Excerpts from a point-labeling dataset:
*-*-*

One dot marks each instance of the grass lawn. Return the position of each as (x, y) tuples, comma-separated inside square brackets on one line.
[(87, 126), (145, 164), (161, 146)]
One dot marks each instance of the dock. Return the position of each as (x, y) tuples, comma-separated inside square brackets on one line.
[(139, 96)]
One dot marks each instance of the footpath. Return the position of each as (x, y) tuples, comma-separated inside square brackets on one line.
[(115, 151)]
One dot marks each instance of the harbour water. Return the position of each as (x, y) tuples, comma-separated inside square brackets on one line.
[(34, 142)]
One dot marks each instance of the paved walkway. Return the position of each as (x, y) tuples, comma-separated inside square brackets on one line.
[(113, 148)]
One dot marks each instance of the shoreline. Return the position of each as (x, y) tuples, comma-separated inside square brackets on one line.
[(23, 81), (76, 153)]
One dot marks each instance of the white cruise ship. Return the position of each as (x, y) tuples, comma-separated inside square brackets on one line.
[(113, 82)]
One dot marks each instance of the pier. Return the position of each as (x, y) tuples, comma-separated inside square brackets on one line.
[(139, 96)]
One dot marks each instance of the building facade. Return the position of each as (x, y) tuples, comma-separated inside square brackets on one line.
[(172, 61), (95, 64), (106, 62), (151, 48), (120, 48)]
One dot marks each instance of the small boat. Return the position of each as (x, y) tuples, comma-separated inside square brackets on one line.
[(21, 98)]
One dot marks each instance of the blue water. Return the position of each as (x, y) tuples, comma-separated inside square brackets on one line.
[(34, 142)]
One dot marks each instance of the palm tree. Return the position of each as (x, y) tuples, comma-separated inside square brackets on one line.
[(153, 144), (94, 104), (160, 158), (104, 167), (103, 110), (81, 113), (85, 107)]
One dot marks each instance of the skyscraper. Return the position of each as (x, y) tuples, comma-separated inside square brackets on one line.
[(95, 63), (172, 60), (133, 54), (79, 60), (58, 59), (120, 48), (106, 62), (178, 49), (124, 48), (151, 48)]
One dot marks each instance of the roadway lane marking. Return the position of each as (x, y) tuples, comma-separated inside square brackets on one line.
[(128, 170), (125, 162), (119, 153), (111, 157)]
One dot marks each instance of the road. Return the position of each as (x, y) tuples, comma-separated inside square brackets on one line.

*-*-*

REQUEST: Retype the rows above word for word, starting at the first line and continuing through the line that contains "[(23, 81), (76, 153)]".

RESULT:
One dot marks each instance of the grass lawn. Return the position of each as (x, y) tuples, comma-separated inside square brackets on one line.
[(87, 126), (145, 164), (161, 146)]
One dot marks each instance of the dock. Return the position of each as (x, y) tuples, comma-separated inside square brackets on one line.
[(139, 96)]
One dot marks each instance of the footpath. Return the position of each as (x, y) tuples, comma-separated inside square brackets on one line.
[(115, 151)]
One dot marks each instance of the harbour water. Return the position of each as (x, y) tuples, comma-separated inside square brackets on one line.
[(34, 142)]
One dot marks each instance of the paved walkway. Return the position of each as (x, y) tuples, comma-separated inside square brackets on one line.
[(113, 148)]
One dot marks each instance of the shoreline. Return the position of each as (x, y) tuples, comma-separated inside square brackets on one line.
[(23, 81), (76, 153)]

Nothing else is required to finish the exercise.